Segment Open
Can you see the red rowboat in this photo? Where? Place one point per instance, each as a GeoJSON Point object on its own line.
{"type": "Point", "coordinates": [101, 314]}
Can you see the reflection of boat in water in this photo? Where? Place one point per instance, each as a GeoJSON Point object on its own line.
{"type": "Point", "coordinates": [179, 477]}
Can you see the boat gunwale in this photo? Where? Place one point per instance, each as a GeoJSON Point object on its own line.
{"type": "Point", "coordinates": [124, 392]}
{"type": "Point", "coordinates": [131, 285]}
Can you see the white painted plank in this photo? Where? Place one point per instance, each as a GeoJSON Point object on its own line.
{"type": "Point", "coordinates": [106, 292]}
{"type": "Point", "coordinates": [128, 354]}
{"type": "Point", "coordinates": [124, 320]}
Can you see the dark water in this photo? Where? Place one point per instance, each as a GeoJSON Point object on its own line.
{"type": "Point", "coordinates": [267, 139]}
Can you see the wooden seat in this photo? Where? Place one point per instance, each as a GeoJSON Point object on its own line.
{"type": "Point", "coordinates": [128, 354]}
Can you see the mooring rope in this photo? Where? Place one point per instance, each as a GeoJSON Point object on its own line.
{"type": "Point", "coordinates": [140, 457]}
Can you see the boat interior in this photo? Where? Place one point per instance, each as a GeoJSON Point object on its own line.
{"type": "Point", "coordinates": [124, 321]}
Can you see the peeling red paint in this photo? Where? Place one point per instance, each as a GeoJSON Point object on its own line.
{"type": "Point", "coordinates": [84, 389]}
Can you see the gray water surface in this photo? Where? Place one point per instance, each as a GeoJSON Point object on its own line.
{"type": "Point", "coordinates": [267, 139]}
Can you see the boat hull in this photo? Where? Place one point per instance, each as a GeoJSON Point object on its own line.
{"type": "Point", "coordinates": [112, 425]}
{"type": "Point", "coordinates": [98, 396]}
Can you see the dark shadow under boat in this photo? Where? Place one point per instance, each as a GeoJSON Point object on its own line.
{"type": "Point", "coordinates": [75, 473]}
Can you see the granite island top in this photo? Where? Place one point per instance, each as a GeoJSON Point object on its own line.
Segment Closed
* Exercise details *
All of the data above is to be given again, word for word.

* Answer for the task *
Can you see the red rowboat in this photo? Where? Place one point per instance, each as a GeoJSON Point object on its own line.
{"type": "Point", "coordinates": [101, 314]}
Can you see the reflection of boat in water in this photo? Where? Place one point per instance, each as a GeoJSON Point object on its own line.
{"type": "Point", "coordinates": [179, 477]}
Can you see the boat gunwale in this photo? Where? Place one point per instance, each as a GeoJSON Point object on its own line.
{"type": "Point", "coordinates": [124, 392]}
{"type": "Point", "coordinates": [131, 285]}
Can you see the white painted plank in this photo? Where? Place one point per instance, each as a GeoJSON Point object on its own line.
{"type": "Point", "coordinates": [106, 292]}
{"type": "Point", "coordinates": [128, 354]}
{"type": "Point", "coordinates": [124, 320]}
Can you see the dark water in this photo? Where? Place one point per instance, each as a GeoJSON Point object on its own line.
{"type": "Point", "coordinates": [267, 139]}
Can you see the wooden seat in this photo? Where? Place one point per instance, each as a GeoJSON Point object on its own line.
{"type": "Point", "coordinates": [128, 354]}
Can you see the mooring rope in this photo? Where? Place one point per instance, each as a GeoJSON Point object on its own line.
{"type": "Point", "coordinates": [140, 457]}
Can you see the boat interior in this photo? Where? Place one point per instance, each as a GeoJSON Point object on its own line.
{"type": "Point", "coordinates": [124, 321]}
Can you see the peeling red paint in this photo? Where? Place one point per instance, each as a GeoJSON Point object on its own line.
{"type": "Point", "coordinates": [84, 389]}
Can you see the gray water surface in this photo? Where? Place one point per instance, each as a GeoJSON Point object on its own line.
{"type": "Point", "coordinates": [267, 139]}
Can you see the boat hull in this photo? Where? Place one point per instance, each as a GeoJSON Point object on its own line.
{"type": "Point", "coordinates": [112, 425]}
{"type": "Point", "coordinates": [98, 396]}
Can you see the dark shadow under boat in this photo? Where? Place one point per instance, each as a GeoJSON Point object on its own line.
{"type": "Point", "coordinates": [75, 473]}
Can you see the granite island top in this photo? Where? Place one point per instance, each as a GeoJSON Point object on its own line.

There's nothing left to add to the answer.